I love the way the Master's music plays in the background behind this speech. The Doctor refuses the offer, of course, and there is a further exchange as the Master asks him why.
"Why? Look at this. Look at all those planetary systems, Doctor. We could rule them all!"
"What for? What is the point?"
"The point is that one must rule or serve, that's a basic law of life. Why do you hesitate, Doctor? Surely it's not loyalty to the Time Lords, who exiled you on one insignificant planet?"
"You'll never understand, will you? I want to see the universe, not rule it."
This beautifully sets out their opposing philosophies, and in doing so more than makes up for the fact that the Master never got a proper introduction as a character back in Terror of the Autons - in a way his introduction occurs here, in his fourth story.
Only when the discussion reaches its end, and the Master moves to kill the Doctor, does the brain alien make his entrance. He challenges them both to justify their presence here, and by implication he is also testing the worthiness of their competing points of view. The brain alien explains that the weapon is the reason for their decline, because "the radiation from the weapon's power source poisoned the soil." This has been cleverly foreshadowed from early on in the story, as the reason why the colonists were having trouble growing their noms.
The Master finishes his argument by claiming that with the weapon they "could be gods." The brain alien, which has presumably already been living with the god-like power of the weapon for a long time, judges the Master unworthy to be a god. He demonstrates a fraction of god-like power when the Master tries to kill him, but he makes the Master's pewpewpew gun vanish. He gives the Doctor the option and ability to destroy the doomsday weapon, and the Doctor says
"Not only does justice prevail on your planet, sir, but also infinite compassion."
Destroying the weapon will also destroy the city, so the Doctor and the Master have to run away. When he sees some aliens running the wrong way the Doctor says
"Come back! You'll all be killed!"
The Master doesn't hesitate for the aliens but, oddly for someone who tries to kill the Doctor so often, he does pause long enough to say to the Doctor
"Come on! Do you want to die with them?"
They meet up with Jo and Caldwell and the four of them escape just ahead of a big explosion, as is traditional.
They are then immediately captured by Morgan and his henchmannys. Morgan is going to shoot the Doctor, the Master and Jo, but they are saved by the arrival of the not-ded-after-all colonists, leading to another gunfight which is won by Winton and the colonists. While this goes on the Master escapes back to his TARDIS and dematerialises out of the story.

● Dataset extract
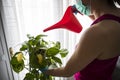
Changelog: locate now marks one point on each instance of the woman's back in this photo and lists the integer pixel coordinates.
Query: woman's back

● Stated goal A
In the Doctor Who review, what does the brain alien say poisoned the soil?
● Stated goal B
Rewrite the Doctor Who review from "Destroying the weapon" up to and including "as is traditional.", substituting "blast" for "explosion".

● Worked answer A
The radiation from the weapon's power source poisoned the soil.

● Worked answer B
Destroying the weapon will also destroy the city, so the Doctor and the Master have to run away. When he sees some aliens running the wrong way the Doctor says
"Come back! You'll all be killed!"
The Master doesn't hesitate for the aliens but, oddly for someone who tries to kill the Doctor so often, he does pause long enough to say to the Doctor
"Come on! Do you want to die with them?"
They meet up with Jo and Caldwell and the four of them escape just ahead of a big blast, as is traditional.